** EXTRACTED INFORMATION **
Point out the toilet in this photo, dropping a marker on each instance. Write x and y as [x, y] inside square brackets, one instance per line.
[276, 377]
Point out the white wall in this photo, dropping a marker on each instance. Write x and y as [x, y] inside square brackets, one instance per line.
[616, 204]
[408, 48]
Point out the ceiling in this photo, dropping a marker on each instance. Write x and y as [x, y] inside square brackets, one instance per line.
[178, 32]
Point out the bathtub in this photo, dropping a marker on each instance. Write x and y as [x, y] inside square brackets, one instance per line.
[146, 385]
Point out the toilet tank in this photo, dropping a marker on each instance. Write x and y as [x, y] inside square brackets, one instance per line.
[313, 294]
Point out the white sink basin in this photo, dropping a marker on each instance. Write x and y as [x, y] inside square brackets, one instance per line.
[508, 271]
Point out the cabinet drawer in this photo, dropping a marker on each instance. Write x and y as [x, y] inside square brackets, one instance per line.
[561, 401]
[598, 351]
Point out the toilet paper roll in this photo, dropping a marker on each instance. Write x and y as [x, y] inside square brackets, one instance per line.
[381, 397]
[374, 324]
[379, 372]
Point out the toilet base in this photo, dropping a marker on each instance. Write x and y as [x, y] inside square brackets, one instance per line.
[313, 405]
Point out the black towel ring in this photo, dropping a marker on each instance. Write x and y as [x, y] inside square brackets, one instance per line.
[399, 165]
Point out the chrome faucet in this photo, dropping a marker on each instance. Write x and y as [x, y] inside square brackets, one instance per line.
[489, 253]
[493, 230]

** EXERCISE REQUIREMENTS **
Nothing should appear in the output except the lines from the one with "Point out the cabinet" through the end of the records above, copied exactly.

** OUTPUT FOR THIS TASK **
Point out the cabinet drawer in this photo, dropping a marker on each instance. Write x and y as [x, y] inside square brackets, one instance per line.
[561, 401]
[598, 351]
Point out the toilet paper roll in this photo, dropping a marker on each instance. Write x and y as [x, y] inside square brackets, one instance per line.
[381, 397]
[374, 324]
[379, 372]
Point out the toilet base in this photo, dropping a marker on each instance. Write x and y as [x, y] inside square brackets, one instance per line.
[313, 405]
Point out the black towel ring in this photo, dropping a marker on each instance. Write x and y as [x, y] inside square brackets, one instance per line.
[399, 165]
Point out the chrome faucet in this photo, dropping a marker on each instance. Write x and y as [x, y] inside square brackets, one instance per line.
[489, 253]
[493, 230]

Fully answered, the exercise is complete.